Copy out, exactly as they appear, the lines of the material below, starting with the line containing "Target: serrated green leaf" and ending with the last line of the material.

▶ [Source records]
┏━━

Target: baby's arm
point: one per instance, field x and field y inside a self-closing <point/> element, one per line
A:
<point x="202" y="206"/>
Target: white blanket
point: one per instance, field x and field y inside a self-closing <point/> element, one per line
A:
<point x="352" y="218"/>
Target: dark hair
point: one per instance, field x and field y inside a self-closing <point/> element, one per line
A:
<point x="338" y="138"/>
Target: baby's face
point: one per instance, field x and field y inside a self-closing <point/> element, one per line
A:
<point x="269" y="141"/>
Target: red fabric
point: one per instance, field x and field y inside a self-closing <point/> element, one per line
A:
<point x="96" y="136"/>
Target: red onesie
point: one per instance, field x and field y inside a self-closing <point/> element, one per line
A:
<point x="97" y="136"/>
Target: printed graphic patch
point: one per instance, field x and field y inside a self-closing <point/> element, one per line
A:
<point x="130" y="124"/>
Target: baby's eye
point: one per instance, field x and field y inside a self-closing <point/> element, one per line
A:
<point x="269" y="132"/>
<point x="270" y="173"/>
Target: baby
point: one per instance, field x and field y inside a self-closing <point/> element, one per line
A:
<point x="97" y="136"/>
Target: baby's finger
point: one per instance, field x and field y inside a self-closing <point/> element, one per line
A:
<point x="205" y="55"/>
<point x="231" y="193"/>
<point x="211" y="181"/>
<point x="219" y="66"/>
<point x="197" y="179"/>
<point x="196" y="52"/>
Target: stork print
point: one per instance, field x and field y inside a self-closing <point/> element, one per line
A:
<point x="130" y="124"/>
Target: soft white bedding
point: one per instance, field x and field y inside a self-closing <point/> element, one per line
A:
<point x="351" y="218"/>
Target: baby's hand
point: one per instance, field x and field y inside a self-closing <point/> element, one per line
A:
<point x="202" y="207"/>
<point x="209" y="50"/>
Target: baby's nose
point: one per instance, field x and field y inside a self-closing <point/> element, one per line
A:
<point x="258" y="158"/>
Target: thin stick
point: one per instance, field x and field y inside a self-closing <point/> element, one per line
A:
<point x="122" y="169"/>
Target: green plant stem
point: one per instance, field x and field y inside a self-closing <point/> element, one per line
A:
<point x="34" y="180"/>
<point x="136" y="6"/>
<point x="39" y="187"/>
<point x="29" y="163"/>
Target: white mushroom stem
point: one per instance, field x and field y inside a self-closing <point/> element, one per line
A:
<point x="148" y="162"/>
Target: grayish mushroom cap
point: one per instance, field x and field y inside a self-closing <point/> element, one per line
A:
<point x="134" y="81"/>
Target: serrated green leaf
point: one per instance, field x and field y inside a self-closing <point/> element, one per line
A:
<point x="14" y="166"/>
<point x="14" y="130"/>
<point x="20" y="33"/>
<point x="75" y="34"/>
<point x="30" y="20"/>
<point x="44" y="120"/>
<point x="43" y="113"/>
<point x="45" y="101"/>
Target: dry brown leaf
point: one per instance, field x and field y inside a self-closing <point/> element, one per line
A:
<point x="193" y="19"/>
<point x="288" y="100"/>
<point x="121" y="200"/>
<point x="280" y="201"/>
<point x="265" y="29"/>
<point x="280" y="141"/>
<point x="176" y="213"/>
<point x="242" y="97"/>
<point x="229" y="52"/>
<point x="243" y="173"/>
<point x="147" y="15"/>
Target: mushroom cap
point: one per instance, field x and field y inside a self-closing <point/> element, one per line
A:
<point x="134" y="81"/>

┗━━

▶ [The answer]
Target: serrated green leaf
point: one per instance, field x and field y inside a self-closing <point/> element, one per line
A:
<point x="14" y="166"/>
<point x="14" y="130"/>
<point x="20" y="33"/>
<point x="75" y="34"/>
<point x="30" y="20"/>
<point x="44" y="120"/>
<point x="43" y="113"/>
<point x="45" y="101"/>
Target: dry brown leaf
point: one per instance, field x and field y inside a self-closing <point/> element, one per line
A:
<point x="193" y="19"/>
<point x="288" y="100"/>
<point x="121" y="200"/>
<point x="280" y="201"/>
<point x="265" y="29"/>
<point x="280" y="141"/>
<point x="176" y="213"/>
<point x="242" y="97"/>
<point x="229" y="52"/>
<point x="243" y="173"/>
<point x="147" y="15"/>
Target: mushroom cap
point: one per instance, field x and field y inside a self-closing <point/> element, one per line
A:
<point x="134" y="81"/>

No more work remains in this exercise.